Task requirements: Convert the data, from the line with "Where can the small" through the end, into a JSON list of strings with one string per line and no blank lines. Include only those lines.

Dataset excerpt
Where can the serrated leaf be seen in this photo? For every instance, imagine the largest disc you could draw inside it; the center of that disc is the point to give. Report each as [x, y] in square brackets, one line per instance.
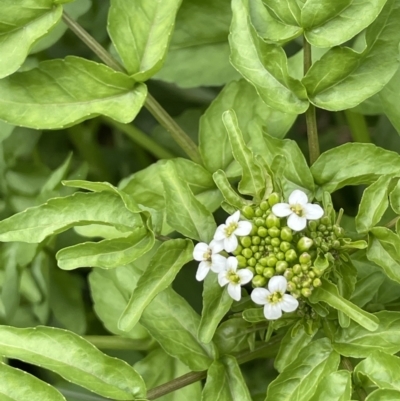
[355, 341]
[141, 32]
[169, 258]
[343, 77]
[48, 91]
[184, 212]
[59, 214]
[216, 304]
[263, 65]
[360, 163]
[73, 358]
[329, 294]
[373, 205]
[21, 26]
[174, 324]
[299, 379]
[17, 385]
[340, 27]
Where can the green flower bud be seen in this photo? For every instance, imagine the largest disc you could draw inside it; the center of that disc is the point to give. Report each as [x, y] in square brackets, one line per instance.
[264, 205]
[262, 232]
[272, 221]
[281, 266]
[290, 255]
[248, 212]
[273, 199]
[304, 244]
[286, 234]
[268, 272]
[274, 232]
[259, 281]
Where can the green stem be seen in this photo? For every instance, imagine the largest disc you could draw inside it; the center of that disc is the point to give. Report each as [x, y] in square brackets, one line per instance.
[141, 139]
[311, 121]
[358, 127]
[181, 138]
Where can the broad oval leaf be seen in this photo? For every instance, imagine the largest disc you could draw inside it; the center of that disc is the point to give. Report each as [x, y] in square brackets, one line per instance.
[49, 91]
[141, 31]
[17, 385]
[343, 77]
[357, 342]
[73, 358]
[299, 379]
[264, 65]
[21, 26]
[169, 258]
[59, 214]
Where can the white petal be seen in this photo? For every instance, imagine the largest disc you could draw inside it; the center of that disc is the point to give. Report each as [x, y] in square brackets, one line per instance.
[277, 283]
[298, 197]
[272, 311]
[199, 250]
[218, 263]
[297, 223]
[216, 246]
[244, 228]
[281, 210]
[202, 271]
[289, 303]
[245, 276]
[313, 212]
[234, 218]
[235, 291]
[222, 279]
[230, 243]
[220, 233]
[259, 296]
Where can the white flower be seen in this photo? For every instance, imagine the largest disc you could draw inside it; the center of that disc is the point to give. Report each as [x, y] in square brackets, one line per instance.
[209, 258]
[274, 299]
[227, 232]
[234, 278]
[299, 210]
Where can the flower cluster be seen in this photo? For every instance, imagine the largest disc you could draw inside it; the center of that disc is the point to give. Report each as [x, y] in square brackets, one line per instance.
[271, 250]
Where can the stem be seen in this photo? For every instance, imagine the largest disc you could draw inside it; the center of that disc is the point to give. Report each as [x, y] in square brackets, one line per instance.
[311, 121]
[358, 127]
[141, 139]
[151, 104]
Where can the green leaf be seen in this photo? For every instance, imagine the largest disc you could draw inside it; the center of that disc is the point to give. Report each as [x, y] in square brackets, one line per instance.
[48, 91]
[21, 26]
[343, 77]
[263, 64]
[384, 250]
[174, 324]
[343, 25]
[334, 387]
[141, 32]
[107, 254]
[329, 293]
[169, 258]
[225, 382]
[251, 112]
[290, 347]
[253, 181]
[373, 205]
[216, 304]
[357, 342]
[184, 212]
[73, 358]
[299, 379]
[360, 163]
[17, 385]
[59, 214]
[382, 369]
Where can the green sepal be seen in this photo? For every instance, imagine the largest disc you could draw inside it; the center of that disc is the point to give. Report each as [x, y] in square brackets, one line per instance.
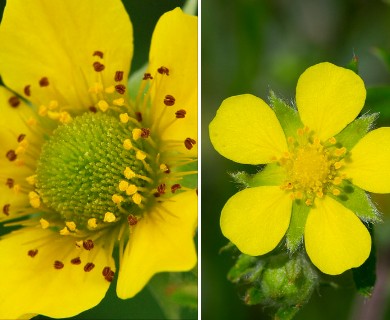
[355, 131]
[365, 276]
[353, 64]
[294, 235]
[270, 175]
[358, 201]
[288, 117]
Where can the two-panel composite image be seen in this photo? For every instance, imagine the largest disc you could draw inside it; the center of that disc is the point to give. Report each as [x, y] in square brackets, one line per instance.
[188, 159]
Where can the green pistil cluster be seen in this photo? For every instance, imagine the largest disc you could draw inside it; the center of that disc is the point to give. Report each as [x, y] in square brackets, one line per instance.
[82, 165]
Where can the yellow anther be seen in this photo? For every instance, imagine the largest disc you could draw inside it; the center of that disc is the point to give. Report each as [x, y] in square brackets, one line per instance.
[129, 174]
[44, 223]
[35, 201]
[131, 189]
[336, 192]
[96, 88]
[110, 89]
[92, 223]
[127, 144]
[119, 102]
[103, 105]
[53, 104]
[109, 217]
[123, 185]
[137, 134]
[32, 179]
[337, 181]
[140, 155]
[124, 117]
[117, 198]
[64, 231]
[42, 111]
[337, 165]
[65, 117]
[71, 225]
[136, 198]
[332, 140]
[340, 151]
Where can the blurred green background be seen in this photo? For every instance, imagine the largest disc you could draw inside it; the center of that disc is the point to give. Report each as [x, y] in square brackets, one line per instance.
[250, 46]
[144, 15]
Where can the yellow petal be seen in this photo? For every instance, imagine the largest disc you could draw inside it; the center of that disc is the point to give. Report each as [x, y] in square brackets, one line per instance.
[370, 158]
[57, 40]
[335, 239]
[33, 286]
[328, 98]
[246, 130]
[256, 219]
[174, 46]
[161, 241]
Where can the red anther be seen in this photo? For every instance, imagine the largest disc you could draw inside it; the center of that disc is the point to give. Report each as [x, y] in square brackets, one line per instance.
[120, 88]
[169, 100]
[32, 253]
[98, 54]
[89, 266]
[6, 209]
[147, 76]
[118, 76]
[145, 133]
[163, 70]
[44, 82]
[88, 244]
[10, 183]
[180, 113]
[75, 261]
[58, 265]
[175, 187]
[189, 143]
[14, 102]
[11, 155]
[138, 116]
[98, 66]
[27, 90]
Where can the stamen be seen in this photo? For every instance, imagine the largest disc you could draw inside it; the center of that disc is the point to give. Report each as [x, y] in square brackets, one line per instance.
[14, 102]
[189, 143]
[6, 209]
[11, 155]
[89, 266]
[169, 100]
[32, 253]
[118, 76]
[44, 82]
[27, 90]
[180, 114]
[76, 261]
[88, 244]
[58, 265]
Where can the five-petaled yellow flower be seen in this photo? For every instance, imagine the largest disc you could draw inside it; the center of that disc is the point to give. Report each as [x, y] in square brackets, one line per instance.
[84, 167]
[317, 168]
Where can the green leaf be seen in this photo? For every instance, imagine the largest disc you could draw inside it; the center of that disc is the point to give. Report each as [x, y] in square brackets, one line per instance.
[287, 116]
[294, 235]
[365, 276]
[355, 131]
[358, 201]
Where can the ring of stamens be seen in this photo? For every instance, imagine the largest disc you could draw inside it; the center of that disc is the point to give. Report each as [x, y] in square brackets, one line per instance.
[312, 166]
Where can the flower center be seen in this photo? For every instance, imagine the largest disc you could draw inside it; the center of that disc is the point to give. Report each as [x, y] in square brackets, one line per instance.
[85, 166]
[312, 167]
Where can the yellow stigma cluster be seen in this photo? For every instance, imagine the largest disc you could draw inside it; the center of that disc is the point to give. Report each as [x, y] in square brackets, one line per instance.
[312, 166]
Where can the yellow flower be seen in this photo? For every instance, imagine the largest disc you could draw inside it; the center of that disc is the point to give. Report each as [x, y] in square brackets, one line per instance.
[317, 162]
[68, 148]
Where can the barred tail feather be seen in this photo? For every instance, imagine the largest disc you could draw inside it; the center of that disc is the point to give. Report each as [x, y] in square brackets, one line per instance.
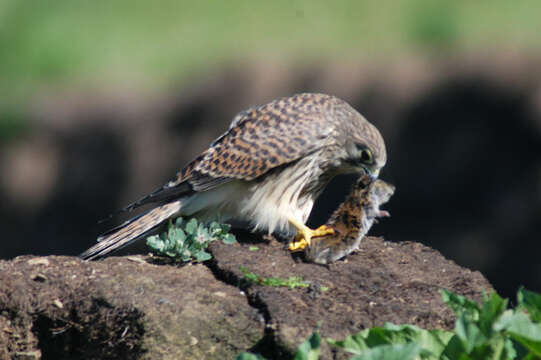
[131, 231]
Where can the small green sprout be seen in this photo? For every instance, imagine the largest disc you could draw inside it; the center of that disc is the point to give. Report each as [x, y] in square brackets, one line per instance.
[188, 240]
[292, 282]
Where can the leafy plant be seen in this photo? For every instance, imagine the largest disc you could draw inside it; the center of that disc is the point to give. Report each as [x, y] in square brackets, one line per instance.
[482, 331]
[188, 240]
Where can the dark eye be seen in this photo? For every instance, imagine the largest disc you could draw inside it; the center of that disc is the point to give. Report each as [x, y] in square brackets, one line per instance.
[366, 156]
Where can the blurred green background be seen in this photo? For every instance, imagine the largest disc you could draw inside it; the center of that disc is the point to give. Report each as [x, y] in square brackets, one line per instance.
[152, 44]
[103, 101]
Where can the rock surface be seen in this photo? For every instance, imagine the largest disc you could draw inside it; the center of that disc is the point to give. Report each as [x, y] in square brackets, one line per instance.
[135, 307]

Task output:
[
  "Where can the small green sprout be seen in this photo? For every instance, imagine the largest disc you could draw inside it; the center of that disc is the point to give. Report each as [x, y] in square brackets, one line per instance.",
  "[188, 240]",
  "[292, 282]",
  "Where can the leafy plant be seen in this photo? For every instance, imagine the largest disc you could draw inside it; the center of that disc is the point to give. Report each as [x, y] in square brackets, one line per instance.",
  "[482, 331]",
  "[188, 240]",
  "Where can the dark eye be seen in this photo? For every instance, imagine the largest disc you could draw inside it; the center of that disc is the point to give. Report each as [x, y] in square brackets, one line per instance.",
  "[366, 156]",
  "Where can the blurred green background be seen in this photo? For every instance, imagine the largest disc you could draw inside it; the center of that disc is the point to give. Report each as [x, y] in square brackets, one line per instance.",
  "[152, 44]",
  "[103, 101]",
  "Where can the rock surface be seen in this photo? For every instance, imagine the largest disc you could draw inside it; the center of that disc is the point to give. Report each as [x, y] in square brackets, one line per instance.",
  "[135, 307]"
]